Extracted records

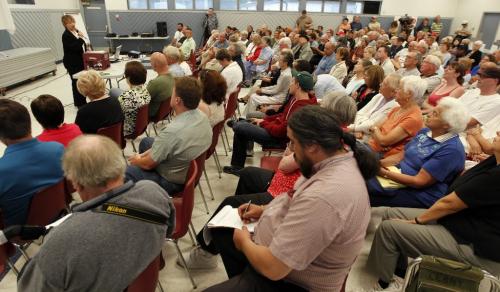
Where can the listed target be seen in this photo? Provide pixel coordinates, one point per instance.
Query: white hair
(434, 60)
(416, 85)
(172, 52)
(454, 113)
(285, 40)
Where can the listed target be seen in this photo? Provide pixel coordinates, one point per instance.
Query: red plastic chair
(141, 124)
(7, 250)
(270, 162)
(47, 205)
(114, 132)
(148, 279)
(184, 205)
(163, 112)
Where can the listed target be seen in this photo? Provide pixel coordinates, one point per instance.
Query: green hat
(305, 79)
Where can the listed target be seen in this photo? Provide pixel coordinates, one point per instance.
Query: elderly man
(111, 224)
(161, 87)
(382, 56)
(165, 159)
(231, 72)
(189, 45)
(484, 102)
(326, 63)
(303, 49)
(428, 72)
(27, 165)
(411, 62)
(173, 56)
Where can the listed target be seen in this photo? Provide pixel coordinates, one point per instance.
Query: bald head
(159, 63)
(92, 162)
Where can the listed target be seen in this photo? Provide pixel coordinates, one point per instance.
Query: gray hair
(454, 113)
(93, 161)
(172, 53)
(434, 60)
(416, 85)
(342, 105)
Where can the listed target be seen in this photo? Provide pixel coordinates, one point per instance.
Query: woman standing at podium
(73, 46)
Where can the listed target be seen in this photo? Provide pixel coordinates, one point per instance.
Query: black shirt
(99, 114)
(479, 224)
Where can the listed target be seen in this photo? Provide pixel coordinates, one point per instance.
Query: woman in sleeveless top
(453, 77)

-- What the exercise asks --
Set down all the entries above verbatim, and include none of the pictures.

-- Written response --
Where can the listed target be seen in this photo? Provide pixel coordinates, one point per instance.
Query: white hair
(434, 60)
(416, 85)
(172, 52)
(454, 113)
(285, 40)
Where can the listed target be seen in this photo? Provide pixel coordinates, one point per instance.
Query: red plastic chair
(141, 124)
(7, 250)
(270, 162)
(47, 205)
(114, 132)
(148, 279)
(184, 205)
(163, 112)
Where can the listed target be seen in this photo? Provide pixel coordinates, one point per instance.
Query: green hat
(305, 79)
Where can the listed target be seen in this photo? Provide pixel coordinates, one point per instance.
Query: elderly man
(111, 224)
(161, 87)
(382, 56)
(165, 159)
(231, 72)
(189, 45)
(484, 102)
(326, 63)
(303, 49)
(428, 72)
(27, 165)
(411, 62)
(173, 56)
Where can the listed target be seen in this photo? Provide pixel coordinates, one point per instance.
Query: bald head
(159, 63)
(92, 162)
Where can the listed target be seen in this photo? Provide pixel coordinates, one point per instance.
Query: gray hair
(454, 113)
(93, 161)
(172, 53)
(434, 60)
(416, 85)
(342, 105)
Where can the listed target be seen in this photo? Provide pixel coordinates, one point per instance.
Query: woman standing at podium
(73, 46)
Where can the listed target be seen in this photo? Provide pixel coordinates, one point per instance.
Query: black shirt
(99, 114)
(479, 224)
Where can the listed target be seen in this photo? Provide pixel coordinates, one point per instance.
Query: woman in sleeveless top
(453, 77)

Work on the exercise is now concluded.